Where there's a Willesden there's a way

Wednesday, September 22, 2004

Stop the world- I want my other sandal

I'm sorry to say that, yet again, I gave into the impulse to write into the Guardian. As this would be my 3rd letter to be published, it would have brought me firmly into the realms of what David Blunkett called "the yoghurt-eating, sandal-wearing Guardian-reading fraternity". It's weird how these things creep up on you.
I had good cause though. Yesterday's front page trailed the lead article in G2 with what was going to be a facile statement at the best of times:

"Why fashion is more important than life or death"

And, as if to prove my point below that it had the headline, "Fears for Briton as hostage killed." I
felt someone should point out the striking juxtapositioning there. They haven't published it though.

Brother thinks I'm being a little intolerant with this. I'm not- everyone has the right to express their opinion, within limits, but when you make a statement that idiotic in a serious newspaper, unless you genuinely know nothing of the world apart from clothes, you should expect a number of people to criticise your bizarre and twisted priorities. You sick weirdo.
§
§ GIVEN INSTRUCTION A:
Rewrite the records from the line containing "of the church" through the end of the records, replacing "church tower" with "bell tower" and changing nothing else.
§
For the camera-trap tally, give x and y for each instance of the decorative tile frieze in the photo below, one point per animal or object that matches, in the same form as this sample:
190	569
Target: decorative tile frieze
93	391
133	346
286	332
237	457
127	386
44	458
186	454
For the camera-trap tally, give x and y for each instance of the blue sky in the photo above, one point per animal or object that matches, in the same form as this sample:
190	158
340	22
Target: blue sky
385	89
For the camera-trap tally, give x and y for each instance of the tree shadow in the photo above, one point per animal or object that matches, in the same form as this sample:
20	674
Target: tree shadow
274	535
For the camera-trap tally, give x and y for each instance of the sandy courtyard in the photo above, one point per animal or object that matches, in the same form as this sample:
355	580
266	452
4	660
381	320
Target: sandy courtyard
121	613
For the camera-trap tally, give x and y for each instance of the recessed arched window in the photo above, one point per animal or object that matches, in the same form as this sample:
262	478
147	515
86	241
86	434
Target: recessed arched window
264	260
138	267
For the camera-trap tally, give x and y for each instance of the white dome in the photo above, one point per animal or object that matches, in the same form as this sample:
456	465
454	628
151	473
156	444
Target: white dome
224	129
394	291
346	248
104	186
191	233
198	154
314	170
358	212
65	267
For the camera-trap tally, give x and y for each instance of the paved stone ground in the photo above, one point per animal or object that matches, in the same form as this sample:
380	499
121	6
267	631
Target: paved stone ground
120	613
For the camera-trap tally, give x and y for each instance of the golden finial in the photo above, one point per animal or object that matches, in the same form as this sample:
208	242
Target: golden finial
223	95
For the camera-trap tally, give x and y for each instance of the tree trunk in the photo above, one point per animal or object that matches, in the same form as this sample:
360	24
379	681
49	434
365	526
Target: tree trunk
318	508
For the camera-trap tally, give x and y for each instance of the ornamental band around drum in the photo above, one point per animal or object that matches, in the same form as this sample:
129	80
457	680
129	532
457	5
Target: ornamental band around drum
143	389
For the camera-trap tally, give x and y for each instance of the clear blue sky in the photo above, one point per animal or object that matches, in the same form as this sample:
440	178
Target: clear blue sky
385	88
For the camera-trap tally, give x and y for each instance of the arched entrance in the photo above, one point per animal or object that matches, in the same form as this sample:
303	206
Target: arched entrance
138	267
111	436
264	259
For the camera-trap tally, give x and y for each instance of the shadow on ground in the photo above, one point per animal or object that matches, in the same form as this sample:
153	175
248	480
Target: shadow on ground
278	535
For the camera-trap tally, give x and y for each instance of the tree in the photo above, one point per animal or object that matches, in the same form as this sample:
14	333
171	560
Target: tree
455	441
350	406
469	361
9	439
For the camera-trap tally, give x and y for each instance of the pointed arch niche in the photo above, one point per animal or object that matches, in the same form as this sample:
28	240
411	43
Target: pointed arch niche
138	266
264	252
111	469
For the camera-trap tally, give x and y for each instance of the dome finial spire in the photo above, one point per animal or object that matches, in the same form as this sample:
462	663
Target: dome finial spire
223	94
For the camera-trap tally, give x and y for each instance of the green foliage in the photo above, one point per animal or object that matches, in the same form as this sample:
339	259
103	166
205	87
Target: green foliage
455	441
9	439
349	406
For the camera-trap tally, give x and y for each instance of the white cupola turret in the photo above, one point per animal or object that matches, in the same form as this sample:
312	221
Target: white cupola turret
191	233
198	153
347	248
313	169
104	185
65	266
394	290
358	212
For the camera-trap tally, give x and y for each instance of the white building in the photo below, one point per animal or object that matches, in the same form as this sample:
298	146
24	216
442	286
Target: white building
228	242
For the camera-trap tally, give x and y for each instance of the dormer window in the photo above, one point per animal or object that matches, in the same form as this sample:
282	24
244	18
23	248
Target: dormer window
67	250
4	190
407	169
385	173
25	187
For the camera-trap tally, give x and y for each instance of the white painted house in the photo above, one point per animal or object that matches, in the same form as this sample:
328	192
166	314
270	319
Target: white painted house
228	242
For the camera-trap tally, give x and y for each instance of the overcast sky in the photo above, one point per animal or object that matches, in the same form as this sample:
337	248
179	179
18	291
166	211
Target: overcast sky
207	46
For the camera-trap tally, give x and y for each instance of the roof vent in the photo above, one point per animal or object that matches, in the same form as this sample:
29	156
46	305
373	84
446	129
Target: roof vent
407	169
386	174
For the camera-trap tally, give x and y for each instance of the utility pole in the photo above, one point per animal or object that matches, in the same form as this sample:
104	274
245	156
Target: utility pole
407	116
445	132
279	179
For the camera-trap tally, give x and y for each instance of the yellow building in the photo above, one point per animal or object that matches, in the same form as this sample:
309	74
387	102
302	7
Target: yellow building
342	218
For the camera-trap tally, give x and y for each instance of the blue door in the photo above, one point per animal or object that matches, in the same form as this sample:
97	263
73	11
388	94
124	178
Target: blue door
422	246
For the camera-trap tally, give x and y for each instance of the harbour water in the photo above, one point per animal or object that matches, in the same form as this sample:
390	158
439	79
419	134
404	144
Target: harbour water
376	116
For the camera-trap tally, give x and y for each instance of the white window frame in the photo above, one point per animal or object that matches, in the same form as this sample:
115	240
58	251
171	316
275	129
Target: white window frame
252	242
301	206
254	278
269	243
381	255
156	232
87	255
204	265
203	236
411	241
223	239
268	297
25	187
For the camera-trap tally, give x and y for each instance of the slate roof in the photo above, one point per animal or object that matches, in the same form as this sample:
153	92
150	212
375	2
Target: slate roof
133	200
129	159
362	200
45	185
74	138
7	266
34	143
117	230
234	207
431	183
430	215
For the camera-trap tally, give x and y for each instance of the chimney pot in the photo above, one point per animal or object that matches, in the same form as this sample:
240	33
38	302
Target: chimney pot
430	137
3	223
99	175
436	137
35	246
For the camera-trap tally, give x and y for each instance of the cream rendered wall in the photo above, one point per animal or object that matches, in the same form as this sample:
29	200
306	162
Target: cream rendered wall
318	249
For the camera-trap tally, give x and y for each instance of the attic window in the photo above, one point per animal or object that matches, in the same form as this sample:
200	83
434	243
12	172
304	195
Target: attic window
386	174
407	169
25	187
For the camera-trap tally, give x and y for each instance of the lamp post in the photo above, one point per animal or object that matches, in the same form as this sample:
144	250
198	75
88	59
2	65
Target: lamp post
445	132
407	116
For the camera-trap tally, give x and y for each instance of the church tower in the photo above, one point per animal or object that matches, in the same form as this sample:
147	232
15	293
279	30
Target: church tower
§
§ GIVEN INSTRUCTION B:
Answer these questions about the blog post:
(i) Which newspaper did the writer send a letter to?
(ii) Who used the phrase "the yoghurt-eating, sandal-wearing Guardian-reading fraternity"?
(iii) What headline sat below the line about fashion on the front page?

§ TASK SOLUTION A:
For the camera-trap tally, give x and y for each instance of the bell tower in the photo above, one point per animal or object that matches, in the same form as this sample:
147	232
15	293
279	30
Target: bell tower

§ TASK SOLUTION B:
(i) The Guardian
(ii) David Blunkett
(iii) "Fears for Briton as hostage killed."